====== Text section
10 Tips to Make Decisions Quickly Like a Ninja

How are you in decision making? Do you spend a long time thinking over every single decision, because you are afraid of making the wrong choice? Do you feel a need to analyze every single option before you come to a conclusion?

If so, congratulations — you “suffer” from analysis paralysis. Analysis paralysis is the state of over-thinking about a decision, to the point where a choice never gets made, thereby creating a paralyzed state of inaction.

As much as I’ve no problems making major life decisions quickly and precisely (I took less than a few months to realize my life purpose, a month to realize my boyfriend (now husband) is the one for me, and less than two months to decide to quit my day job to start my business), I used to suck at simple, daily decisions. From buying an external hard disk, to choosing the color to get for my new lip gloss, to deciding what to have for lunch or dinner, these were the little decisions which could leave me stumped for a good 15 minutes.

Needless to say, such indecisiveness would drain me of my time and energy. I would feel panicky over having to pick the “right” option and would get “stuck” with decision making. What should rightfully be simple decisions would explode into complicated messes as I would hunt down all options and mull over them obsessively — hence making it near impossible to arrive at any decision.
============
Write out the passage of the decision-making text between "If so, congratulations" and "state of inaction.", inclusive.
====== Supplied information
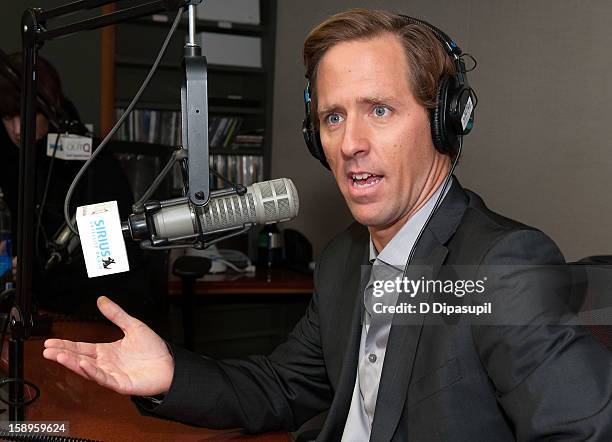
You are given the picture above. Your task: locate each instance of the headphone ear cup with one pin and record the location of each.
(443, 133)
(438, 131)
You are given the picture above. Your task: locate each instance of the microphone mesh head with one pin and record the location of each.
(277, 200)
(280, 188)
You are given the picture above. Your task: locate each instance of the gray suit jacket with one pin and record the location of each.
(442, 379)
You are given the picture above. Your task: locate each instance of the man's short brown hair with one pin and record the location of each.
(427, 59)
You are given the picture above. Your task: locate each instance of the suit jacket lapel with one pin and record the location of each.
(403, 340)
(353, 284)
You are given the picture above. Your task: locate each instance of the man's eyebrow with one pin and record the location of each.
(372, 100)
(378, 99)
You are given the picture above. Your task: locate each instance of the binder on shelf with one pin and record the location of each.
(233, 11)
(230, 50)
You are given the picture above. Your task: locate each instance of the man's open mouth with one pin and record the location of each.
(365, 179)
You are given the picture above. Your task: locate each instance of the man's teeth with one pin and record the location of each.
(365, 179)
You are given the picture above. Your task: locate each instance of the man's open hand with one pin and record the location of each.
(139, 364)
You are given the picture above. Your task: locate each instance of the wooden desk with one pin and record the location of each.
(272, 282)
(281, 282)
(97, 413)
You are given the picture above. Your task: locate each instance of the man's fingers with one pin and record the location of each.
(115, 314)
(82, 348)
(67, 359)
(98, 375)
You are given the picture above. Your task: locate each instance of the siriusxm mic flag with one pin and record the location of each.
(102, 239)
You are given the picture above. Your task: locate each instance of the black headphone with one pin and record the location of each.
(452, 118)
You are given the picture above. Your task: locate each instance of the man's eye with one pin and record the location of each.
(381, 111)
(334, 119)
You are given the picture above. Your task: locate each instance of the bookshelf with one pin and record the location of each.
(240, 97)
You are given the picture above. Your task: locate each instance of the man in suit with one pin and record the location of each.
(517, 373)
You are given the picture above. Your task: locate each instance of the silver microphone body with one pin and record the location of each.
(64, 244)
(263, 203)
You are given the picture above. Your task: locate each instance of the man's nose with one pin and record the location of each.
(356, 140)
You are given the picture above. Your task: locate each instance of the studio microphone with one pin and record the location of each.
(178, 221)
(63, 245)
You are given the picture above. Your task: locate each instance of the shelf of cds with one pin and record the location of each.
(238, 39)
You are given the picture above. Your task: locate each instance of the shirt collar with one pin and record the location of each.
(396, 252)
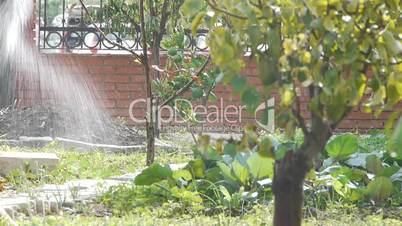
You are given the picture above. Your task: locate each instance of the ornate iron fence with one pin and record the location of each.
(63, 26)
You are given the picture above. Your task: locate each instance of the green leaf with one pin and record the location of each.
(261, 167)
(342, 147)
(395, 142)
(226, 172)
(379, 189)
(182, 174)
(153, 174)
(239, 83)
(197, 168)
(196, 22)
(394, 46)
(197, 92)
(240, 172)
(389, 171)
(373, 164)
(251, 98)
(191, 7)
(230, 149)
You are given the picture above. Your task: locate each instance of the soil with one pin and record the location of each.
(59, 121)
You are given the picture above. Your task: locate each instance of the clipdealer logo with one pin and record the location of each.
(219, 113)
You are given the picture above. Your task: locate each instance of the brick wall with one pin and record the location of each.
(117, 80)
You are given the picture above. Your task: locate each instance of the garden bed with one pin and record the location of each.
(59, 121)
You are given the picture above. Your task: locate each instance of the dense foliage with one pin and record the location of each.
(232, 177)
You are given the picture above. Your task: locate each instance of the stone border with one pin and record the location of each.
(50, 198)
(85, 146)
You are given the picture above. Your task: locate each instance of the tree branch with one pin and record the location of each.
(297, 113)
(216, 8)
(186, 86)
(138, 57)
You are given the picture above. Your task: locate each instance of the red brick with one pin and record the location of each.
(118, 79)
(117, 61)
(117, 95)
(130, 87)
(91, 60)
(136, 70)
(101, 70)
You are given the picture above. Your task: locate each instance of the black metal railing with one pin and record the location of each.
(63, 26)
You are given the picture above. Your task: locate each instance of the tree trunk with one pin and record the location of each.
(147, 72)
(288, 189)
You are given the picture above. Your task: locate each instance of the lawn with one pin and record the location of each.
(122, 207)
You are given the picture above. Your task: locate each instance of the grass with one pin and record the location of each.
(259, 215)
(83, 165)
(97, 165)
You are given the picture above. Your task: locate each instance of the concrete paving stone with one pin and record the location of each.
(125, 177)
(10, 161)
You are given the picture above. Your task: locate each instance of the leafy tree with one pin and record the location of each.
(155, 24)
(345, 54)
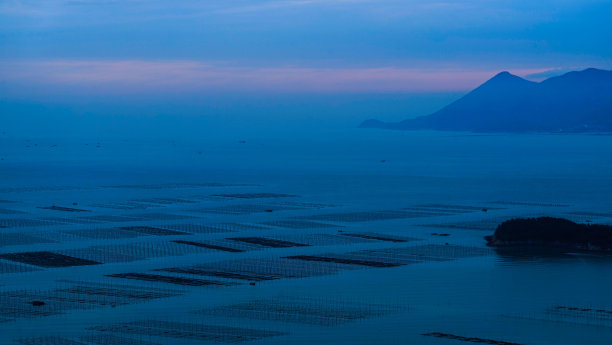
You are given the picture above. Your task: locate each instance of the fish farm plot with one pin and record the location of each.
(369, 216)
(161, 216)
(456, 208)
(302, 266)
(188, 331)
(535, 204)
(300, 310)
(132, 251)
(242, 244)
(165, 201)
(63, 220)
(8, 268)
(81, 296)
(393, 257)
(176, 185)
(170, 279)
(214, 228)
(47, 259)
(301, 204)
(583, 315)
(254, 195)
(468, 339)
(109, 339)
(23, 223)
(591, 214)
(16, 238)
(101, 234)
(62, 209)
(338, 239)
(210, 246)
(103, 339)
(299, 224)
(152, 231)
(268, 242)
(38, 189)
(126, 206)
(258, 269)
(489, 224)
(111, 219)
(378, 237)
(49, 341)
(8, 211)
(245, 209)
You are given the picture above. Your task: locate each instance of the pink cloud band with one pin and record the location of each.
(147, 76)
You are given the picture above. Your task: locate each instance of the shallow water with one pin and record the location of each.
(354, 200)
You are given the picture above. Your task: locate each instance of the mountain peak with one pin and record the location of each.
(506, 76)
(575, 101)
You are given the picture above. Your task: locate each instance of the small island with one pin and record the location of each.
(550, 232)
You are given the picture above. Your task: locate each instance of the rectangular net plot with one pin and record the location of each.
(82, 296)
(321, 239)
(63, 220)
(14, 239)
(585, 315)
(468, 339)
(591, 214)
(100, 234)
(211, 246)
(189, 331)
(33, 304)
(170, 279)
(299, 224)
(133, 251)
(378, 237)
(23, 222)
(160, 216)
(110, 219)
(519, 203)
(8, 211)
(392, 257)
(301, 204)
(345, 260)
(268, 242)
(165, 201)
(433, 252)
(109, 339)
(300, 310)
(178, 185)
(49, 341)
(153, 231)
(482, 225)
(454, 208)
(369, 216)
(47, 259)
(254, 195)
(62, 208)
(246, 209)
(259, 269)
(8, 268)
(214, 228)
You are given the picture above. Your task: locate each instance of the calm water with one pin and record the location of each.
(373, 196)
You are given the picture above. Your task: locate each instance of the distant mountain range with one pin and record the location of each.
(574, 102)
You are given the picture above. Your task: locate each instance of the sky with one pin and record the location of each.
(150, 47)
(311, 59)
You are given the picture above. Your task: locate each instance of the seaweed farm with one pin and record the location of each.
(216, 254)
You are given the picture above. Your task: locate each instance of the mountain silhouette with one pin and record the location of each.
(575, 101)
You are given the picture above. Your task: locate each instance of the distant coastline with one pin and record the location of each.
(547, 232)
(578, 101)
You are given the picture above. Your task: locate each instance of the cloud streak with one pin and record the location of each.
(190, 76)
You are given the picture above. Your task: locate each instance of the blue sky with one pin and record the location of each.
(118, 48)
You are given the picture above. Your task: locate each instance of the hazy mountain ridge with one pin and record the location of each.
(575, 101)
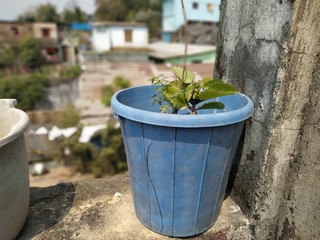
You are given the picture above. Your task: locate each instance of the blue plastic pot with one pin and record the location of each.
(178, 164)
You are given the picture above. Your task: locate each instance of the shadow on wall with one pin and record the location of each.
(56, 202)
(235, 164)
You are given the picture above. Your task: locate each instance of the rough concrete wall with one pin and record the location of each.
(270, 50)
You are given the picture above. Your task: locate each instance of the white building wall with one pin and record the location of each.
(101, 39)
(104, 38)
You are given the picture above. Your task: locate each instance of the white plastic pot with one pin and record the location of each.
(14, 171)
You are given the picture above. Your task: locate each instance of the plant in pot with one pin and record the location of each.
(14, 169)
(179, 163)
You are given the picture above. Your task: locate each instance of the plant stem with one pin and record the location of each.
(185, 40)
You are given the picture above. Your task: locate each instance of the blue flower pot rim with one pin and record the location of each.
(178, 120)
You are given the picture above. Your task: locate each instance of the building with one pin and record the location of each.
(203, 12)
(48, 37)
(12, 32)
(108, 36)
(173, 53)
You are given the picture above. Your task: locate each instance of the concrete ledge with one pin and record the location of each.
(88, 210)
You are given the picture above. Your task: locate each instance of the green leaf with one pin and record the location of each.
(208, 82)
(177, 71)
(179, 102)
(212, 105)
(188, 75)
(217, 89)
(188, 92)
(172, 89)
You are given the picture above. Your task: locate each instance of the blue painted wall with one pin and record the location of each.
(197, 11)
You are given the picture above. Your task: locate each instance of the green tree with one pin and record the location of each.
(47, 13)
(108, 90)
(110, 10)
(30, 53)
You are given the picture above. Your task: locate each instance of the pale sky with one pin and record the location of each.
(11, 9)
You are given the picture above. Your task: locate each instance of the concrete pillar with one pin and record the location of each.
(271, 51)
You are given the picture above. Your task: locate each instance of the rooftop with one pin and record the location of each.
(161, 50)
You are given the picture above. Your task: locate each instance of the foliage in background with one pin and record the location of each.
(43, 13)
(108, 90)
(73, 14)
(72, 71)
(148, 12)
(7, 56)
(69, 117)
(30, 53)
(27, 89)
(87, 158)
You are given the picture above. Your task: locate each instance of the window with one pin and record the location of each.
(128, 35)
(45, 32)
(210, 7)
(14, 30)
(195, 5)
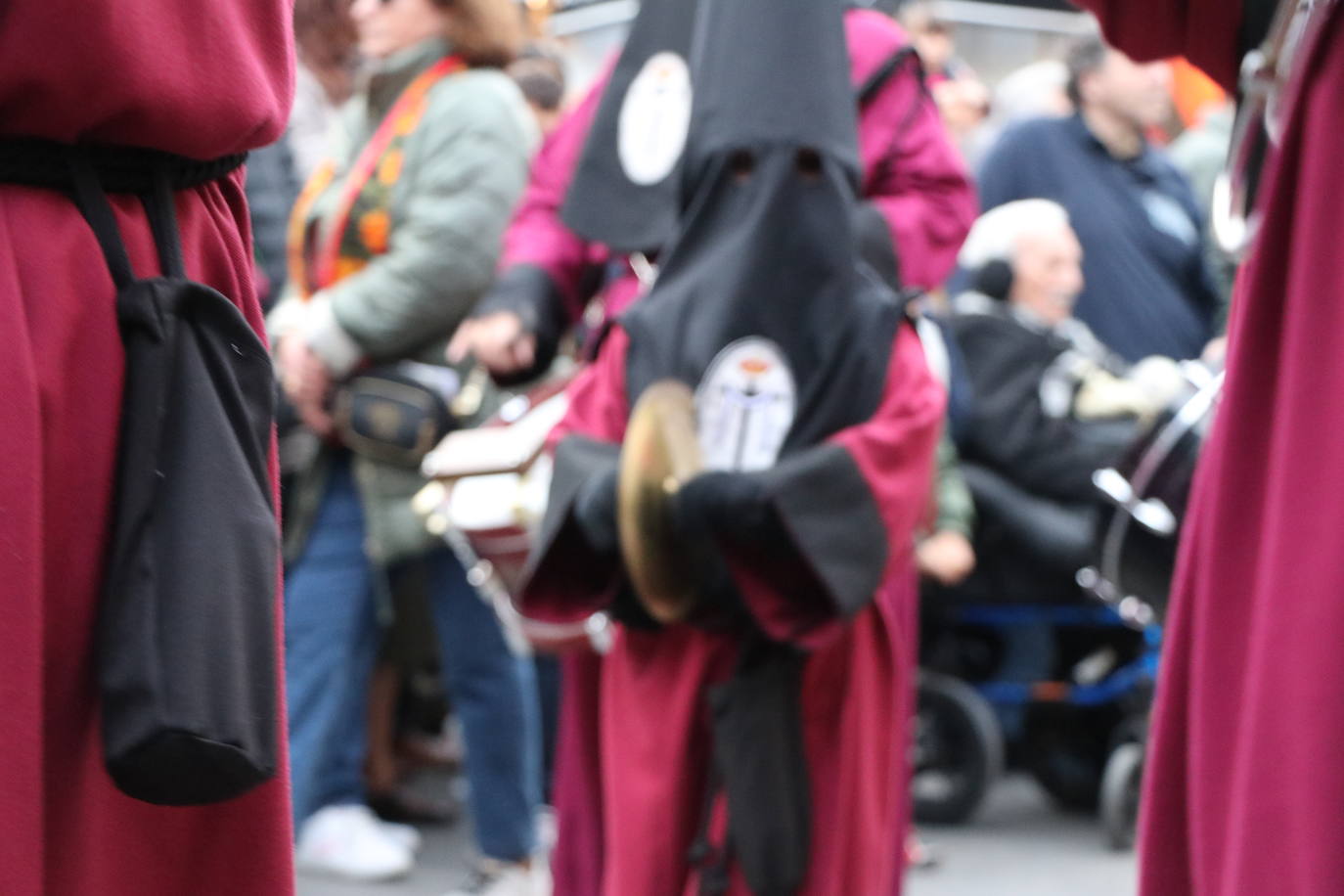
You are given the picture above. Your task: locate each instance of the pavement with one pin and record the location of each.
============
### Exercise answer
If so, congratulations — you “suffer” from analysis paralysis. Analysis paralysis is the state of over-thinking about a decision, to the point where a choice never gets made, thereby creating a paralyzed state of inaction.